▸ To be done: Take the line containing "Target: nostril" and every line after it to the end of the records, and copy them exactly, leaving out pictures.

****

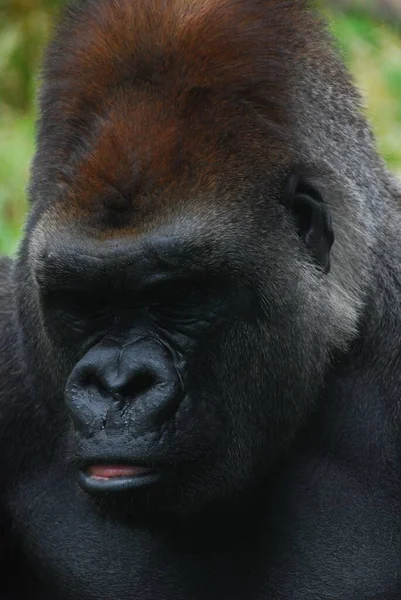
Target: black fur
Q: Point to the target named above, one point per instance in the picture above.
(227, 343)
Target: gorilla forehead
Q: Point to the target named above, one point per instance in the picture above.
(201, 78)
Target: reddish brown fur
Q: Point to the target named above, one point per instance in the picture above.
(157, 94)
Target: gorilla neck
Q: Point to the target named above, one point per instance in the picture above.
(358, 421)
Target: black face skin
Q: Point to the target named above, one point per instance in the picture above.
(200, 367)
(145, 329)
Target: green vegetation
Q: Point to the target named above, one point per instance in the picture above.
(372, 50)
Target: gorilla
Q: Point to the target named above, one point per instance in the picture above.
(200, 336)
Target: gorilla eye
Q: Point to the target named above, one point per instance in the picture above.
(312, 220)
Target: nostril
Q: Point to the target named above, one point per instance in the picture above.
(139, 384)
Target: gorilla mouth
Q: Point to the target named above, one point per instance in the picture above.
(116, 478)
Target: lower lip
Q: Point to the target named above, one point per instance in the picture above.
(94, 483)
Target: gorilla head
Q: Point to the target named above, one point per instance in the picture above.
(184, 292)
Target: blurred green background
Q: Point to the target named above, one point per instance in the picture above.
(372, 48)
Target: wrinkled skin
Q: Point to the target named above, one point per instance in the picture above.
(200, 336)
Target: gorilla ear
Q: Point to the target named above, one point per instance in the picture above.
(312, 219)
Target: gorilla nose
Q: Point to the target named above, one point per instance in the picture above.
(113, 385)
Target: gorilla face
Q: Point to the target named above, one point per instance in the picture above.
(188, 355)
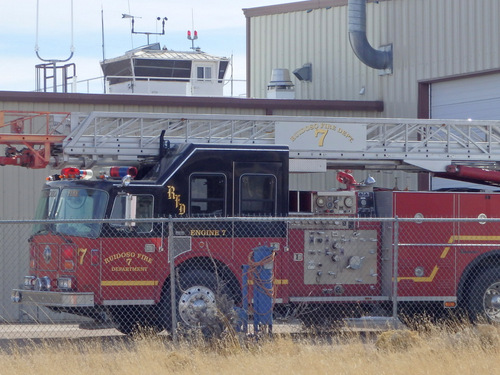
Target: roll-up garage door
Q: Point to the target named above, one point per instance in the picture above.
(476, 98)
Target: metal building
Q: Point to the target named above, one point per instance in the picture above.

****

▸ Response to the exercise:
Target: nostril
Q: Point to the target named above, one point per instance in the picture above.
(139, 384)
Target: gorilla mouth
Q: Point to the target named above, one point per instance in the picture above.
(116, 478)
Target: lower lip
Q: Point to the target named above, one point per instance in the picture above.
(94, 483)
Target: gorilla head
Q: Point to the target named above, one point per instance in the picture above.
(184, 292)
Target: blurred green background
Q: Point to the target named above, one point per instance in the picture above.
(372, 48)
Target: wrinkled skin
Q: Point to the target named above, one point per instance in the picture above.
(200, 336)
Target: gorilla ear
Q: Point to the target named above, one point per instance in the picture above.
(312, 219)
Target: gorilla nose
Q: Point to the target named above, one point per instance in the picture above.
(113, 385)
Target: gorilla face
Q: Point to the target named above, one point per instance in the picture above.
(188, 355)
Target: roll-up garage door
Q: Point to the target named above, one point per instance in the picture above.
(476, 98)
Target: metal building
Q: Point to the target named above, one point per instance in the picture above.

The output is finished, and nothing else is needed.